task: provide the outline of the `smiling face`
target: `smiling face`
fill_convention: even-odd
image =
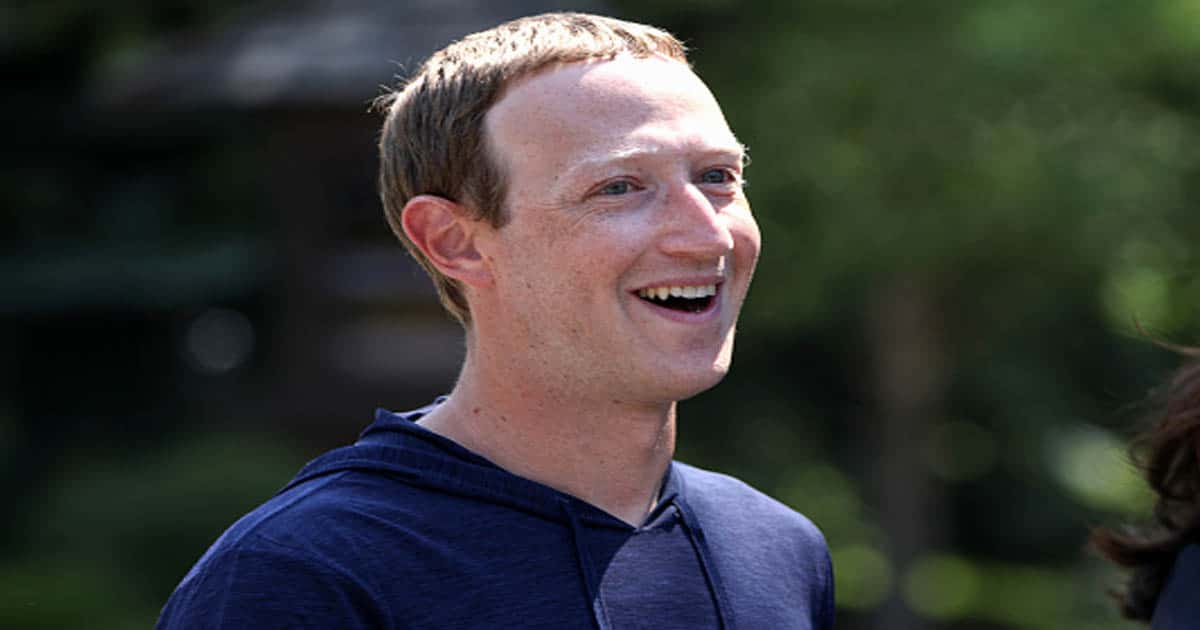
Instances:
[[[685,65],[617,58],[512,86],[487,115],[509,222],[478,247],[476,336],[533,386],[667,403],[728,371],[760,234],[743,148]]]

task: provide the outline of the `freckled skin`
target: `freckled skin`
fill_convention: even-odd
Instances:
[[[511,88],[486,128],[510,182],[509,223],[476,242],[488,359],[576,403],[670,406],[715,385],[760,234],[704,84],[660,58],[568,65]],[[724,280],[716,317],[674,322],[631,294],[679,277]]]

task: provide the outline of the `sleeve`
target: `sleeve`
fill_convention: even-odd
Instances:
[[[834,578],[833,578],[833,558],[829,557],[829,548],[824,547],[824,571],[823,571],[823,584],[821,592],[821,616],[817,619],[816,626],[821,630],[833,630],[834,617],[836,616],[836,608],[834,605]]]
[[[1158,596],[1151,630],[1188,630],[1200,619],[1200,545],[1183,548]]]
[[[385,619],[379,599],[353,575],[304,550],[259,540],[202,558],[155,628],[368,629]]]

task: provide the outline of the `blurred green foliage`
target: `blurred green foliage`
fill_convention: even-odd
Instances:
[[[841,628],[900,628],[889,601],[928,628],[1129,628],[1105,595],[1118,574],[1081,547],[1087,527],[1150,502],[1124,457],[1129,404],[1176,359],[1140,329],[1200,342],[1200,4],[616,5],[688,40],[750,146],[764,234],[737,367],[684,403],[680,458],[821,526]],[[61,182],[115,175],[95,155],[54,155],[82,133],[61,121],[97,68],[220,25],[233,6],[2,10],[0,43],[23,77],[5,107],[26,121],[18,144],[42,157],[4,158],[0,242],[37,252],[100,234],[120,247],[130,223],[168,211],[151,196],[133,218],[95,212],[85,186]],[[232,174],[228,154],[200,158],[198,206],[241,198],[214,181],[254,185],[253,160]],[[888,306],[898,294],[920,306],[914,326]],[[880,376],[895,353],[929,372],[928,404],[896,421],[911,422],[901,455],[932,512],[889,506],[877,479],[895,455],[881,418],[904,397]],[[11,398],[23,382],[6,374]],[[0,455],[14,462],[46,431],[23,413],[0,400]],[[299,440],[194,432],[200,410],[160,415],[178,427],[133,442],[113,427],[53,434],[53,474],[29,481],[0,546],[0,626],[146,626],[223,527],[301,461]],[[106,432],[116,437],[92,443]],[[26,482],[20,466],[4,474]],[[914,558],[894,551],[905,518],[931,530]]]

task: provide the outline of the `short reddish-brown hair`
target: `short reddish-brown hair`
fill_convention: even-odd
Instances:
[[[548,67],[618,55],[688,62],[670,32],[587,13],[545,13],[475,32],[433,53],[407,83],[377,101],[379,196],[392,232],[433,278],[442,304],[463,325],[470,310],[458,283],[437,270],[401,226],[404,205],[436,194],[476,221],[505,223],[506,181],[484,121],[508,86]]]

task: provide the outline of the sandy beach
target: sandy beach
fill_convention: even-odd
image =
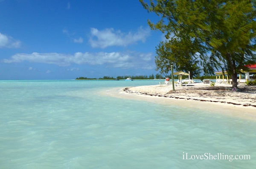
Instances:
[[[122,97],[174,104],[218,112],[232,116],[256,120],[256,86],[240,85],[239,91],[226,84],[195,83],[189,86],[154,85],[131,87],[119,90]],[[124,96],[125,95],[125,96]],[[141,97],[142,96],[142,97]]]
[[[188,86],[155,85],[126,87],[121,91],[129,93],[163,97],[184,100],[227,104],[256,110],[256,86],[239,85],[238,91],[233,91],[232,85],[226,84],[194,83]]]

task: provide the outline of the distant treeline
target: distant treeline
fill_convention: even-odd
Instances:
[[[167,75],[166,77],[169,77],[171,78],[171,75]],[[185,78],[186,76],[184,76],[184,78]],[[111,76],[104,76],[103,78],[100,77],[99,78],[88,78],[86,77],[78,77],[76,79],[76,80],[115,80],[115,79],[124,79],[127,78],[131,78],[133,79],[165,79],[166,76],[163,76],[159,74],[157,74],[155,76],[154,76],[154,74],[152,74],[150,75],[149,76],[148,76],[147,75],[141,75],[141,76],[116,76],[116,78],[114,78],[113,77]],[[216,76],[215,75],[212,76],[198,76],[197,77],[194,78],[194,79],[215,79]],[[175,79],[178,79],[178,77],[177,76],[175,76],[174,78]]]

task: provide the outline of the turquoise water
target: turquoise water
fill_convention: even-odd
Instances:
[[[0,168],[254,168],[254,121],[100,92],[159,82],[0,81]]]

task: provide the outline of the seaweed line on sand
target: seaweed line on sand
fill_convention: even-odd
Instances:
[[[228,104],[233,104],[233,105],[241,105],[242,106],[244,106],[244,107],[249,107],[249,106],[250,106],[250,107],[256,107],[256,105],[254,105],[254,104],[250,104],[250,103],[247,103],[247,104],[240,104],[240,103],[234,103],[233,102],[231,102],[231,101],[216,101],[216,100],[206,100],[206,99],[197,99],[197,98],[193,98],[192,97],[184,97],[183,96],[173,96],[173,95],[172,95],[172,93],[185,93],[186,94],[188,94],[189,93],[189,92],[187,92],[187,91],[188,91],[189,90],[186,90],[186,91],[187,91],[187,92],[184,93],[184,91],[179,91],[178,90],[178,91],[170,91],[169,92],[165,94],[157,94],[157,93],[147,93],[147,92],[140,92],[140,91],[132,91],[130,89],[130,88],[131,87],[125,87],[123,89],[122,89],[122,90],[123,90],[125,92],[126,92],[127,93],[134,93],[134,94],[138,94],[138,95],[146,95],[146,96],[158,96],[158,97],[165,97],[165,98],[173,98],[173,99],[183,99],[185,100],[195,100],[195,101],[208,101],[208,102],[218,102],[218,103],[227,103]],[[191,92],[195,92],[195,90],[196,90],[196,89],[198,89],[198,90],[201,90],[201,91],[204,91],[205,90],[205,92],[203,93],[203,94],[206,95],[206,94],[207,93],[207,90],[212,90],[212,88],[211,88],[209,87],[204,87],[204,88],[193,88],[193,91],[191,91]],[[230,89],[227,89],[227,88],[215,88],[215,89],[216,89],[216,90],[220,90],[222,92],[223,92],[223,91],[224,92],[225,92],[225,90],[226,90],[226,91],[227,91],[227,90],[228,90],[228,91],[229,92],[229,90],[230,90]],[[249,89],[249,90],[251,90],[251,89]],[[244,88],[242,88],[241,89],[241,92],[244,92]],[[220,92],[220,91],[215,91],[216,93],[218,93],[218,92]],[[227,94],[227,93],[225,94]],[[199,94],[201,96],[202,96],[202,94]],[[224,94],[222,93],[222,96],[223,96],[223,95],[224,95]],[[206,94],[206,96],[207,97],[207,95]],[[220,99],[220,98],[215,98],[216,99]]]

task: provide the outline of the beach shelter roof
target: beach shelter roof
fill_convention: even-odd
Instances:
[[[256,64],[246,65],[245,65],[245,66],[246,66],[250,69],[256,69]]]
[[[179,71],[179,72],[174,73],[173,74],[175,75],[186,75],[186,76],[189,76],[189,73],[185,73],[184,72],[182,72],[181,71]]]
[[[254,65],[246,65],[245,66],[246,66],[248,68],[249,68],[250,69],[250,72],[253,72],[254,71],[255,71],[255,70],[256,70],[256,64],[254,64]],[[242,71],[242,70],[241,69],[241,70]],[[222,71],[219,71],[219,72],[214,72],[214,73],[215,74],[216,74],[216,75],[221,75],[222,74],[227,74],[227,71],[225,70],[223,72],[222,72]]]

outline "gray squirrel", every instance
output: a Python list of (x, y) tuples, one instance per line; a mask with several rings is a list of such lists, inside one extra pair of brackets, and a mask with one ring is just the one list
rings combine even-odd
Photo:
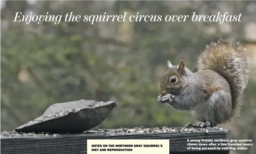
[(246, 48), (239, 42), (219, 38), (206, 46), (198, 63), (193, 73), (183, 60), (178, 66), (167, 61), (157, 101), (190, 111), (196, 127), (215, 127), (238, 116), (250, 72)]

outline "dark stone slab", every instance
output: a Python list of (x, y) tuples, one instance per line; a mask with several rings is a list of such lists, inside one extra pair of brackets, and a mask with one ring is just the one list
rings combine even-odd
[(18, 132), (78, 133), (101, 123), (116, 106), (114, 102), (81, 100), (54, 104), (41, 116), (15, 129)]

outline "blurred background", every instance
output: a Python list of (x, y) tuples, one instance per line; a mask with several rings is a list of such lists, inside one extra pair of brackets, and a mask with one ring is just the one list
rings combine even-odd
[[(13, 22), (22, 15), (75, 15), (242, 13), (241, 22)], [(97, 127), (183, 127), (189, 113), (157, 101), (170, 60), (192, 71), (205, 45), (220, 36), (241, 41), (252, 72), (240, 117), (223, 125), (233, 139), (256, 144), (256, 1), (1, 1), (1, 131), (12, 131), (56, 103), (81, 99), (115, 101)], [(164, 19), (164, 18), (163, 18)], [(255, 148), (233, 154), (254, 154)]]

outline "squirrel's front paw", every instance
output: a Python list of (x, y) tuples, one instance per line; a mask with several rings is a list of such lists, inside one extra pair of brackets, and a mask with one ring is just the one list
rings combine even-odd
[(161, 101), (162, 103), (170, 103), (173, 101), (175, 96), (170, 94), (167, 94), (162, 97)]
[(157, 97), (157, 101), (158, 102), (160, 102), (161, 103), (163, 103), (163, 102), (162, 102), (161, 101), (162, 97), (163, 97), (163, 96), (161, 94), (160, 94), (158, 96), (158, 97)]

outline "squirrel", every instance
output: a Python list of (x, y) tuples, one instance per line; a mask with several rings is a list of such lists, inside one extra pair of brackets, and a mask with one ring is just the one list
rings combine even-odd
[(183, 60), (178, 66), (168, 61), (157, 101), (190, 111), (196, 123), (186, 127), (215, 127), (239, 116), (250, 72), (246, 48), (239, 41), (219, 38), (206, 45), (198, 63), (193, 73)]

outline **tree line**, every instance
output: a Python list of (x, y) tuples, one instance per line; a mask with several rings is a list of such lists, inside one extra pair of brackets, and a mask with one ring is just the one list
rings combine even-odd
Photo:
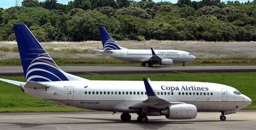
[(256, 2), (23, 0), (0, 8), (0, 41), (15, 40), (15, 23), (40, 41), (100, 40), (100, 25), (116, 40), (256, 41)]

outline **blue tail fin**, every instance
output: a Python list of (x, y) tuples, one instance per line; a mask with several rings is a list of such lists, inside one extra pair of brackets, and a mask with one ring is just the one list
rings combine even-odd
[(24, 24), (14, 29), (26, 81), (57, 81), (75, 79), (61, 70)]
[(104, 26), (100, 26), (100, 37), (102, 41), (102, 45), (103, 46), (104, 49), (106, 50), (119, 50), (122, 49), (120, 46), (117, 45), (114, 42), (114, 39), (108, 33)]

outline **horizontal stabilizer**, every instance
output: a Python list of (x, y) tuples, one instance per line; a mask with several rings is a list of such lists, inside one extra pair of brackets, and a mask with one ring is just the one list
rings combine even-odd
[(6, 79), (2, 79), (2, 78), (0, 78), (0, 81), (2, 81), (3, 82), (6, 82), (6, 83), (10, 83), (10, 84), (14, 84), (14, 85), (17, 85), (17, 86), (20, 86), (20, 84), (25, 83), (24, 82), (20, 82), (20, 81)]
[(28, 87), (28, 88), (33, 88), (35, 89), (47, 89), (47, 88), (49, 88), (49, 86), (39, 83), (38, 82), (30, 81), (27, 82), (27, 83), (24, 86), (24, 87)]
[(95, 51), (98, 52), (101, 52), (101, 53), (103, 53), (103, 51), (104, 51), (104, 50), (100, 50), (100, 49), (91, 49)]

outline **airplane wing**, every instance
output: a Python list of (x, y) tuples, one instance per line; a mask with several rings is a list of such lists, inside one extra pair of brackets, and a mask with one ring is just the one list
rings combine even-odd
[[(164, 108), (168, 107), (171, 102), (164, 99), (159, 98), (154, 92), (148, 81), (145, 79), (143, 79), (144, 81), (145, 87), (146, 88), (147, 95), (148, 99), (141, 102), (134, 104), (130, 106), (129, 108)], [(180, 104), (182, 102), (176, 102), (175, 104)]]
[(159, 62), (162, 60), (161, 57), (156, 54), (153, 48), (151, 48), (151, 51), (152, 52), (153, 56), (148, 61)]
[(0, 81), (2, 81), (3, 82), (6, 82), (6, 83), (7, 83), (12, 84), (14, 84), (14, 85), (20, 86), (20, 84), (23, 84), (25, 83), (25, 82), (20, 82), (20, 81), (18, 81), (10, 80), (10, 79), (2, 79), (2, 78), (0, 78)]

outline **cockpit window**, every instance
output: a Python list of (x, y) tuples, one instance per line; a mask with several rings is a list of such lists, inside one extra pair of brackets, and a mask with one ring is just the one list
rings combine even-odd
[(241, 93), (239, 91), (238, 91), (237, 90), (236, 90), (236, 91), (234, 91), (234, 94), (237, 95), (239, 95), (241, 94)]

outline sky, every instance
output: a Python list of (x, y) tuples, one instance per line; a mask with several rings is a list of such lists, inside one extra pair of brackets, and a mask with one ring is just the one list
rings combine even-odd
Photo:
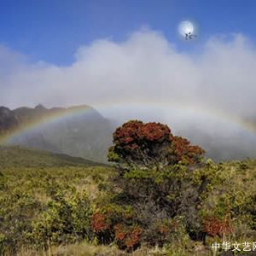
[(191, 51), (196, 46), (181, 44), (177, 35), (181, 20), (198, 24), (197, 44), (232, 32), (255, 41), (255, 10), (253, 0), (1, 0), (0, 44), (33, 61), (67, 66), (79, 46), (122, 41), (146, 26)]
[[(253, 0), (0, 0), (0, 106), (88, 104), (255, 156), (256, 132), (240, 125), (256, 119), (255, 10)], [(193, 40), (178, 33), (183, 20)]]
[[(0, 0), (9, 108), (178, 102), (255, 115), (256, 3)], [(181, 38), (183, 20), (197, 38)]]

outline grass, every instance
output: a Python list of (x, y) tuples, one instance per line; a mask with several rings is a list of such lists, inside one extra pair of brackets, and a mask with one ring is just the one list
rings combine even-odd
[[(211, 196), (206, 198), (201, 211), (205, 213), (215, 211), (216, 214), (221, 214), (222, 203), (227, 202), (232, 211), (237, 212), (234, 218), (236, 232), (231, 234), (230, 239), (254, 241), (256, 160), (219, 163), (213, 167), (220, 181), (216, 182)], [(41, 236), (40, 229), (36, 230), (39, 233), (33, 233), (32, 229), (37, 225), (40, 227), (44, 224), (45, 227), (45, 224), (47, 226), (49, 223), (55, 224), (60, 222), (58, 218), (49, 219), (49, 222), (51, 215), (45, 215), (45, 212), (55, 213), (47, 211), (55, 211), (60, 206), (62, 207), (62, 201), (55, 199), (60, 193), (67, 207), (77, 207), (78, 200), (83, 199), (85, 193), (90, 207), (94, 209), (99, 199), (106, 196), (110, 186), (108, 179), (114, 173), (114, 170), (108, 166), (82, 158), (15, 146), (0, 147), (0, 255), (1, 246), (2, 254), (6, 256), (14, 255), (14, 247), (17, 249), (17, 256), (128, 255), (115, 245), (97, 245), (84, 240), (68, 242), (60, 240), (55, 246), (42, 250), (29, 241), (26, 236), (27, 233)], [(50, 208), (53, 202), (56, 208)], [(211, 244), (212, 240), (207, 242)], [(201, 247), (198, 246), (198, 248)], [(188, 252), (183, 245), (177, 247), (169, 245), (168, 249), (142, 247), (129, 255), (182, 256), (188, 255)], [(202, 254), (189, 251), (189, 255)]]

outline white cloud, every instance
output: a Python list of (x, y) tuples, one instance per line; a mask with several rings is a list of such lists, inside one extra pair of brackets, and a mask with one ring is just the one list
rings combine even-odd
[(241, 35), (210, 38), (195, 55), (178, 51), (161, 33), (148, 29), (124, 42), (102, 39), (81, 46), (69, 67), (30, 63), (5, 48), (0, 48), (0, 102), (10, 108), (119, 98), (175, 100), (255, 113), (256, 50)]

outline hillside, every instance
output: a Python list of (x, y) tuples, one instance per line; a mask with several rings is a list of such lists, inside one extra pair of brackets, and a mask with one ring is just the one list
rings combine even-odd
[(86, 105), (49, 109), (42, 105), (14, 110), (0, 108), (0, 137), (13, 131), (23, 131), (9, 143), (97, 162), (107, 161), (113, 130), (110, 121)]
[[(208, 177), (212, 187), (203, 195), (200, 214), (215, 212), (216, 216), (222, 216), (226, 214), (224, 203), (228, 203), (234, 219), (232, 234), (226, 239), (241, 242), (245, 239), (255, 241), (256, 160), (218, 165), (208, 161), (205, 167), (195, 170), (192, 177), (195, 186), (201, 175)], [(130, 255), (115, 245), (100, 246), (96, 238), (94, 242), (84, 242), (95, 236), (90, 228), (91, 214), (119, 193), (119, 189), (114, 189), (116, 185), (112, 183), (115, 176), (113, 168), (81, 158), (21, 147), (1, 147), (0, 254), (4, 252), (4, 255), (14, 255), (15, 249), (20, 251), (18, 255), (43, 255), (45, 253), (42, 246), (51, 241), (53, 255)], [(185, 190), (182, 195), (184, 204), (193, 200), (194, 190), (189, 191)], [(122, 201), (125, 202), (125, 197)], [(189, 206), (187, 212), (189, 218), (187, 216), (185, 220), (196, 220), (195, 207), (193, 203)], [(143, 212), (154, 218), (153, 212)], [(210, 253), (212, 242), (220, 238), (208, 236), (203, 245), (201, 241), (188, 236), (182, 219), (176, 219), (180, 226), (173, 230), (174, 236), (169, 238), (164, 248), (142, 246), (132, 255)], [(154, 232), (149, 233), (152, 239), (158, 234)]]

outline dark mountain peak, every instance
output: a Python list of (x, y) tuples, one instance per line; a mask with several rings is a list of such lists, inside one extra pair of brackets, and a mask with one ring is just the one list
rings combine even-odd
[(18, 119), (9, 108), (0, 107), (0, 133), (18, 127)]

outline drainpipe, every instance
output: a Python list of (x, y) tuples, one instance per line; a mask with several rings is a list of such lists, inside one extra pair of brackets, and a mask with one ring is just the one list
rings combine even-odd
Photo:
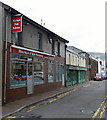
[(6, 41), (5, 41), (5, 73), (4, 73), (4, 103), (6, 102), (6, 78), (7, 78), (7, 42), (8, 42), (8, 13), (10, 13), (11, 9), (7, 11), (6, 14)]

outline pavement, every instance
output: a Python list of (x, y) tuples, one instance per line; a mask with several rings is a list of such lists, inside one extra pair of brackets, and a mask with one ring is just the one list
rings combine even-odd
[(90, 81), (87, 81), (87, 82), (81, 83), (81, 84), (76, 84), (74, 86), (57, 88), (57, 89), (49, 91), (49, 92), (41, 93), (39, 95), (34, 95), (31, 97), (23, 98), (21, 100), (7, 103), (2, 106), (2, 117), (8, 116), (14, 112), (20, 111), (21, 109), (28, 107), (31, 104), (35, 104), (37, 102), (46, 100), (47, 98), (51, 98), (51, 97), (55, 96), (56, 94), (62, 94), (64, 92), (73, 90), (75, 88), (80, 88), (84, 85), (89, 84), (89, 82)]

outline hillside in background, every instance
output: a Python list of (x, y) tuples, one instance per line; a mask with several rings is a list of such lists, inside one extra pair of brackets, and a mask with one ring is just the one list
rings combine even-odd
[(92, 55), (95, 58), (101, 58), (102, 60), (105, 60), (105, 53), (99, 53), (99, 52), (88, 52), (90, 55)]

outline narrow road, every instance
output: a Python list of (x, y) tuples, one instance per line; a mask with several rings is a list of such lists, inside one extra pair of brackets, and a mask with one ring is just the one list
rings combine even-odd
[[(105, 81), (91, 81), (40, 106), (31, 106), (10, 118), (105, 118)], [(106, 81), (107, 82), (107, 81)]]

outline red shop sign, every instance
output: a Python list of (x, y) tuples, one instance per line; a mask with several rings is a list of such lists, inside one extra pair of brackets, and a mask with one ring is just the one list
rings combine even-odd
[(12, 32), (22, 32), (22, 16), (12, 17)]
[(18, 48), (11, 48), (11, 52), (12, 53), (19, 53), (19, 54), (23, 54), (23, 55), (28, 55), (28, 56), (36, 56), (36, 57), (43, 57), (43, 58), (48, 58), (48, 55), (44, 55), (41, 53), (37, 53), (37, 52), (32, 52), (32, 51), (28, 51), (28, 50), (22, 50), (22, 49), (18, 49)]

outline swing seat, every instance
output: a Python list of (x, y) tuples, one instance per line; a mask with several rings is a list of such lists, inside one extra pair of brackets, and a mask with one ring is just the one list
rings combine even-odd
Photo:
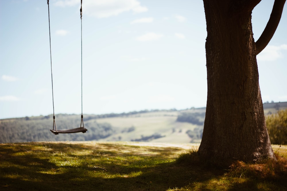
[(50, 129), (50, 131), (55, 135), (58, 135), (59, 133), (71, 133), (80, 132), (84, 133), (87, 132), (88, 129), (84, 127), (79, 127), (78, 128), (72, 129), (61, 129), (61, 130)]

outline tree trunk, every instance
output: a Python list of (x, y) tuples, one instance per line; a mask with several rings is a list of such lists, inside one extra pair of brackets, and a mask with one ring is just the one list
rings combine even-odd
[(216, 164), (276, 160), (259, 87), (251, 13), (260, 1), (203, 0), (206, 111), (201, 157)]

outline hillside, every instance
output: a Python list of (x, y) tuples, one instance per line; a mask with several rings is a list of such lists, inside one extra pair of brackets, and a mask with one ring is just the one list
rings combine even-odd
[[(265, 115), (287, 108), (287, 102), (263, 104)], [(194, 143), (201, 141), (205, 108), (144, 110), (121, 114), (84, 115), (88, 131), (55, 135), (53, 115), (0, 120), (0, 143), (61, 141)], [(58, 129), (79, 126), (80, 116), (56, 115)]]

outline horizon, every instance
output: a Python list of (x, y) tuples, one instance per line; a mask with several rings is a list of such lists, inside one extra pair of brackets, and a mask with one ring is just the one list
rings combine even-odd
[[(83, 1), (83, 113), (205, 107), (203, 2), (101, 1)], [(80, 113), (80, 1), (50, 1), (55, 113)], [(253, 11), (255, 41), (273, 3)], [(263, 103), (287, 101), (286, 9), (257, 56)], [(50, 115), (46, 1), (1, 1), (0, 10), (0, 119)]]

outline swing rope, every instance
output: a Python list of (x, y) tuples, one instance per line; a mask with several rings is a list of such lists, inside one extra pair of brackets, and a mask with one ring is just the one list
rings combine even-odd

○ ○ ○ ○

[SHORT PROBLEM]:
Print the lines from the one containing "outline **airplane wing**, every instance" through the one containing "102), (175, 104)]]", including both of those lines, character for character.

[EXERCISE RESPONSE]:
outline **airplane wing**, every instance
output: a Python list of (x, y) tuples, one instance per line; a mask with several rings is a list of such lists, inside one extra pair of brackets, and a mask with one ring is just the one list
rings combine even-odd
[[(164, 108), (168, 107), (171, 102), (164, 99), (159, 98), (154, 92), (148, 81), (145, 79), (143, 79), (144, 81), (145, 87), (146, 88), (147, 95), (148, 99), (141, 102), (134, 104), (130, 106), (129, 108)], [(180, 104), (182, 102), (176, 102), (175, 104)]]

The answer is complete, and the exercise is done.